Saved data entries:
** begin **

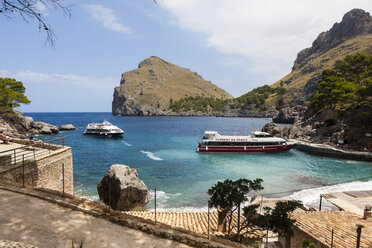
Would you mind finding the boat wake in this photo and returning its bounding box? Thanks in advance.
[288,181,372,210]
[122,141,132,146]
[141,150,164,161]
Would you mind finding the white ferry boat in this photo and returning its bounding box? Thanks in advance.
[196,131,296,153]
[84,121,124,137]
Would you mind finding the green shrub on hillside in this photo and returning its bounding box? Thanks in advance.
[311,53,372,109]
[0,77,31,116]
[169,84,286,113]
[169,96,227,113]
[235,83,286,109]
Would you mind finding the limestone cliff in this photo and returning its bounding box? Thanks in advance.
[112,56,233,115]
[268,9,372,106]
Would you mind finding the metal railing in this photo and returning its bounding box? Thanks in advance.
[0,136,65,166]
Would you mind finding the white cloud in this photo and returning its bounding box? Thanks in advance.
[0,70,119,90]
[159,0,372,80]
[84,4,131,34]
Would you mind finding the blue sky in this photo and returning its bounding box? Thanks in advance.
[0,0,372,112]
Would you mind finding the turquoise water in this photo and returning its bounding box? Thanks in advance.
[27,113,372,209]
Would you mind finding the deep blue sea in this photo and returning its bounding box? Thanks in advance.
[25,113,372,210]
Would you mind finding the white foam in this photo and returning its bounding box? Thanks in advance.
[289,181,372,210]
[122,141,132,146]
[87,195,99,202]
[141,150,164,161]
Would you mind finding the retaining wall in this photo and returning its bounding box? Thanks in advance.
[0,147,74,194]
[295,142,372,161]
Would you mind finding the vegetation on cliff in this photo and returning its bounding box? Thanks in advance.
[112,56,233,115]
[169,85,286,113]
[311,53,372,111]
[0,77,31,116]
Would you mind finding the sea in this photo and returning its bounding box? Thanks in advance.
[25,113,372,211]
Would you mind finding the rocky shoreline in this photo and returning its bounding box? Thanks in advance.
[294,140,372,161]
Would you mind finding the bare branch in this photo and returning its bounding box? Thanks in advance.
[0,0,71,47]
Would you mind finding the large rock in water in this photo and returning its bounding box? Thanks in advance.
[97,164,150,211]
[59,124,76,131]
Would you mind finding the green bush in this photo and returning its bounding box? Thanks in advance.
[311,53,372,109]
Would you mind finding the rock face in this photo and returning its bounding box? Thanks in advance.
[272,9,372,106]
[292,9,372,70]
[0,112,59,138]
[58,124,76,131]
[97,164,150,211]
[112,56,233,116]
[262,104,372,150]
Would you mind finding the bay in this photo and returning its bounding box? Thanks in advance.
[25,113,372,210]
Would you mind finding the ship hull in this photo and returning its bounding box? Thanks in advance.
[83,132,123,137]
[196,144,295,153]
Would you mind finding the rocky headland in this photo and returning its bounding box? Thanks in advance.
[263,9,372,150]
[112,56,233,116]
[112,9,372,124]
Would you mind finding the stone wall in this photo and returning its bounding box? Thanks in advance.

** end **
** begin **

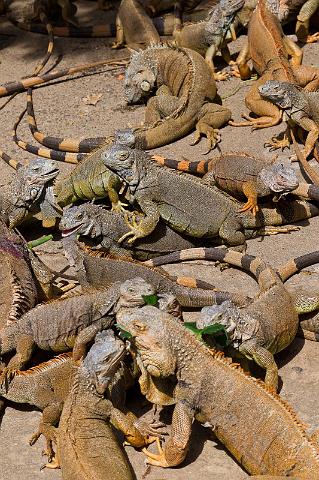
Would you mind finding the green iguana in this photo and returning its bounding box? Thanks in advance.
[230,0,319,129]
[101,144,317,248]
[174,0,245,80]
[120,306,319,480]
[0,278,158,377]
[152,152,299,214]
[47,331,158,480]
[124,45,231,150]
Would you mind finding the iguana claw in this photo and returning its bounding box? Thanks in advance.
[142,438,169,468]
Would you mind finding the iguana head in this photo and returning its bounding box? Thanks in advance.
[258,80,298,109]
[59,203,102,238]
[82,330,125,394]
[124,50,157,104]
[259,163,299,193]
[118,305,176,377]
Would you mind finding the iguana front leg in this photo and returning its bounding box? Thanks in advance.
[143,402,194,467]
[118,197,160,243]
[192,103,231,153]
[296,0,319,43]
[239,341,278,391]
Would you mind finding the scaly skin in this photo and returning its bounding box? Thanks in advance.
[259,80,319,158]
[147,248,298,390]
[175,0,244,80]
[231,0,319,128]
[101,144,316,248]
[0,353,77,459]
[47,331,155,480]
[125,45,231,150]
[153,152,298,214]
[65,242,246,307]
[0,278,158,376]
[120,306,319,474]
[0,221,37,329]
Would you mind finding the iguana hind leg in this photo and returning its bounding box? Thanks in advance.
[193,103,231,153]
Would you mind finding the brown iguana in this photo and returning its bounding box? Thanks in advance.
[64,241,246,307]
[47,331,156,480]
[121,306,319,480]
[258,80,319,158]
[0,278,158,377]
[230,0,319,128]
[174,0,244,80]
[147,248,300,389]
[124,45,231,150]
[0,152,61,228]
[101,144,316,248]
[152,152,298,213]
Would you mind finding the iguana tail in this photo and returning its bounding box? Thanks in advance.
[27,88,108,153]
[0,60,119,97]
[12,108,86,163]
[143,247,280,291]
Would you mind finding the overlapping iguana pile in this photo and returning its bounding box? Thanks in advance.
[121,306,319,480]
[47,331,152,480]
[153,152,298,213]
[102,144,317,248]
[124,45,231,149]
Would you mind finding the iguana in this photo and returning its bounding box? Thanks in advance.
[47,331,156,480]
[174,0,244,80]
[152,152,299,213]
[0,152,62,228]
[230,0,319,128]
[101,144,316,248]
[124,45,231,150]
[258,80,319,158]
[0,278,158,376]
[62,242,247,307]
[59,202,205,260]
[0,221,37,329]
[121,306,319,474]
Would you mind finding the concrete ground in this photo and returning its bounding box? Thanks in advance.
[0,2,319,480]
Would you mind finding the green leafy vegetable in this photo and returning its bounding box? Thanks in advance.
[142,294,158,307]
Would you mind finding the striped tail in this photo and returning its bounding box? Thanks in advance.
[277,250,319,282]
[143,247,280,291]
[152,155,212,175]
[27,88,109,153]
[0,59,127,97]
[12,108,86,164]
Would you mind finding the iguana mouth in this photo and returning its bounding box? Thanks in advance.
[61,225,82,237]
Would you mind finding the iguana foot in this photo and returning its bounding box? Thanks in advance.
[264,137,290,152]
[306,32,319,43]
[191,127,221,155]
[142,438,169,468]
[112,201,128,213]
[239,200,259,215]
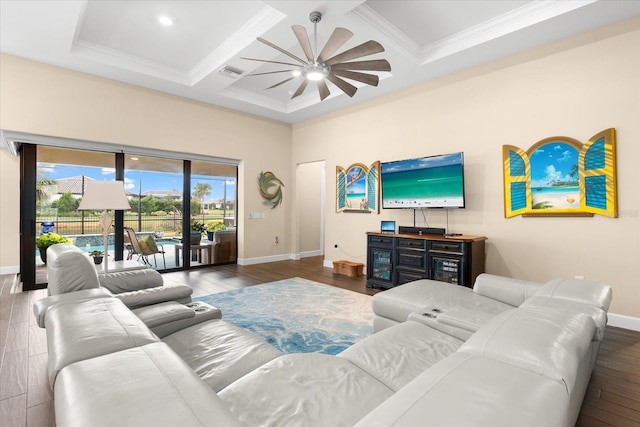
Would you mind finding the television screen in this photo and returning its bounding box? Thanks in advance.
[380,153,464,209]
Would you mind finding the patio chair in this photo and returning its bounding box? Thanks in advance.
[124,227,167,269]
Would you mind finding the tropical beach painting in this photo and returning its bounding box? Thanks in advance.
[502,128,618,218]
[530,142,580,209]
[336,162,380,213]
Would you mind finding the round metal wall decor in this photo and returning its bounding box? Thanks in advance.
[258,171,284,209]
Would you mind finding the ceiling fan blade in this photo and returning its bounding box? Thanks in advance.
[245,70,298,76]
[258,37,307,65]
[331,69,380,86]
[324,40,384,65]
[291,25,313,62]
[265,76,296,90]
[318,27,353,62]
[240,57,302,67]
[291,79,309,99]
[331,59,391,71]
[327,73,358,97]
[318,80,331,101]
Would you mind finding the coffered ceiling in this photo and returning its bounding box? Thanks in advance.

** end **

Turn the lines starting with the line that contains "Would you mind finding the rocky headland" and going on through the line that contains "[112,9,372,124]" into a numbered list, leaving out any blank lines.

__RESULT OF THE TASK__
1. Would you mind finding the rocky headland in this photo and returning its bounding box? Thanks in advance.
2. [263,9,372,150]
3. [112,56,233,116]
4. [112,9,372,124]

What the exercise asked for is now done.